Collect each line in the listing below that contains the word "goalie", copying those lines in full.

begin

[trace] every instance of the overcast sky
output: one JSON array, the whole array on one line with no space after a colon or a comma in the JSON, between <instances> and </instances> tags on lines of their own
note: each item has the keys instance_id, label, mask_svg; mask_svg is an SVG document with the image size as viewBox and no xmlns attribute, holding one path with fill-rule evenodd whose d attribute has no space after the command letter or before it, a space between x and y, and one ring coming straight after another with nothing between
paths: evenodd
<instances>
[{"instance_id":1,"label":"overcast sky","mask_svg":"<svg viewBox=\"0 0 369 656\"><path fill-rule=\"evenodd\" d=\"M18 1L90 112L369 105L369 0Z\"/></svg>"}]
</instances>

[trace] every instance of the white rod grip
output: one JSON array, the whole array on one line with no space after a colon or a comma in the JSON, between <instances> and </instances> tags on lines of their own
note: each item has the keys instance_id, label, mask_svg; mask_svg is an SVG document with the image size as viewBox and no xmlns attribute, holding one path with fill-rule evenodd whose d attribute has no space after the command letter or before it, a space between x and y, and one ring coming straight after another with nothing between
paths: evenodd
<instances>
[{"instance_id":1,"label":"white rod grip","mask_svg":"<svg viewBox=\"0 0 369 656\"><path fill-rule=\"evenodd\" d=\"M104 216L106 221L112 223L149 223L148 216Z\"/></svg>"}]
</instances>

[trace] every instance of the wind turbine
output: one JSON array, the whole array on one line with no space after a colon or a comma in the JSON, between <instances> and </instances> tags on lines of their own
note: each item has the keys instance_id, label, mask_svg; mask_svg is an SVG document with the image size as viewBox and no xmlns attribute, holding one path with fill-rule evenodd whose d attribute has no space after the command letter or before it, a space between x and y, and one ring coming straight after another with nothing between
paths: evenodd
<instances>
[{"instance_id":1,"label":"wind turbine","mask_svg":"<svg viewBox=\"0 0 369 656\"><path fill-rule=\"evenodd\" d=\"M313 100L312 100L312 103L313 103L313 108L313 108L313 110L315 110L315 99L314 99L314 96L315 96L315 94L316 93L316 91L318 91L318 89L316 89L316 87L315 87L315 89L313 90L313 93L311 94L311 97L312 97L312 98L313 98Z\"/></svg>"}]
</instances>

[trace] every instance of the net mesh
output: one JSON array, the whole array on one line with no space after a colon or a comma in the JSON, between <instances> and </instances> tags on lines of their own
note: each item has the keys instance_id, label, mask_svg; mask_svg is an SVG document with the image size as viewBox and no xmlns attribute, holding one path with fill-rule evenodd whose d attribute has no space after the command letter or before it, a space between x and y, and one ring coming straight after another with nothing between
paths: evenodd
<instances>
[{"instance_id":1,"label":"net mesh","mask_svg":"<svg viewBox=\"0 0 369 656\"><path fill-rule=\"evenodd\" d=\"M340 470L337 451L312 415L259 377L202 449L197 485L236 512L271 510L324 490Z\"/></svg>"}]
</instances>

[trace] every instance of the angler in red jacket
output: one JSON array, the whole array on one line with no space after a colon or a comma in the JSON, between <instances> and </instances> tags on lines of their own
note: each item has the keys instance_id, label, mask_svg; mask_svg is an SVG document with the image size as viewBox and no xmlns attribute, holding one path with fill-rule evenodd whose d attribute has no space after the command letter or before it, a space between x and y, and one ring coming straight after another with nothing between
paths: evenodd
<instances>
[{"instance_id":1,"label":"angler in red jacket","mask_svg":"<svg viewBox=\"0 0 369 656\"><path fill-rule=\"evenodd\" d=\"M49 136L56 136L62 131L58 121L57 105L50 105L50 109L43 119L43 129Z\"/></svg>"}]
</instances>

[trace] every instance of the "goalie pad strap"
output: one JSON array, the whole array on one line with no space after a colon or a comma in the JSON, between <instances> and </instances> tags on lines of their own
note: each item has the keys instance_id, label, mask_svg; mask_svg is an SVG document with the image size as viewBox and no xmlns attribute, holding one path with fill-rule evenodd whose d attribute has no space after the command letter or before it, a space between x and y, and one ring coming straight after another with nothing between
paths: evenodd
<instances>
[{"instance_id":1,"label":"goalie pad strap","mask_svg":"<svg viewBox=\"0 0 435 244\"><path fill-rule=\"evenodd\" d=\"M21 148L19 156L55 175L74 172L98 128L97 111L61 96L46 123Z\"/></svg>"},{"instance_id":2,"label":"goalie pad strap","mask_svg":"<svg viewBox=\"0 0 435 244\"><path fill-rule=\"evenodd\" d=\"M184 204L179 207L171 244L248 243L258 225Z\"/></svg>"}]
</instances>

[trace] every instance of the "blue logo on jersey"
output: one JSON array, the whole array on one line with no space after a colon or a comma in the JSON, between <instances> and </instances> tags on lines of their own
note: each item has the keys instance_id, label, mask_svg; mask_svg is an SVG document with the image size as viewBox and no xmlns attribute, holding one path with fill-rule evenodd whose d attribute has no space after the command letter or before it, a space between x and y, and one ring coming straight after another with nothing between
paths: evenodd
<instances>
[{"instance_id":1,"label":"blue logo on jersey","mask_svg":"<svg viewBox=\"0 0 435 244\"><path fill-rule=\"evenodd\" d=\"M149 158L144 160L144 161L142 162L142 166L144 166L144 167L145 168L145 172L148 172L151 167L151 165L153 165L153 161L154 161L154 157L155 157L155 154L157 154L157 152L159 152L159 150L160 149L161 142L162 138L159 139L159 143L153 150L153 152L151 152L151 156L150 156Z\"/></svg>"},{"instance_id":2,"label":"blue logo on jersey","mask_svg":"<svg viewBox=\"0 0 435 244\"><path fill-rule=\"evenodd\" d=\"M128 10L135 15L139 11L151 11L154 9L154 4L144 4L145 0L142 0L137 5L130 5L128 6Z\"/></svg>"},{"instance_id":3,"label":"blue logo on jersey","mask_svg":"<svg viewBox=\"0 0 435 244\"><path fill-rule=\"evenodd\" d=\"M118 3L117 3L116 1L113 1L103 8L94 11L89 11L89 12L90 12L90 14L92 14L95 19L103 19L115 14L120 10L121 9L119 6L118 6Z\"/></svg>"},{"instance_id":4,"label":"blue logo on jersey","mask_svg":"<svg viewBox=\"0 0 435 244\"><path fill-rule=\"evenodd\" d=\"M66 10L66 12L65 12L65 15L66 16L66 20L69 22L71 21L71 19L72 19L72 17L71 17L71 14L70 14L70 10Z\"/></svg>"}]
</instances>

end

§ **Reply**:
[trace] every instance of the "goalie pad strap"
[{"instance_id":1,"label":"goalie pad strap","mask_svg":"<svg viewBox=\"0 0 435 244\"><path fill-rule=\"evenodd\" d=\"M21 148L19 156L55 175L74 172L98 128L97 111L61 96L46 123Z\"/></svg>"},{"instance_id":2,"label":"goalie pad strap","mask_svg":"<svg viewBox=\"0 0 435 244\"><path fill-rule=\"evenodd\" d=\"M184 204L179 207L171 244L248 243L258 225Z\"/></svg>"}]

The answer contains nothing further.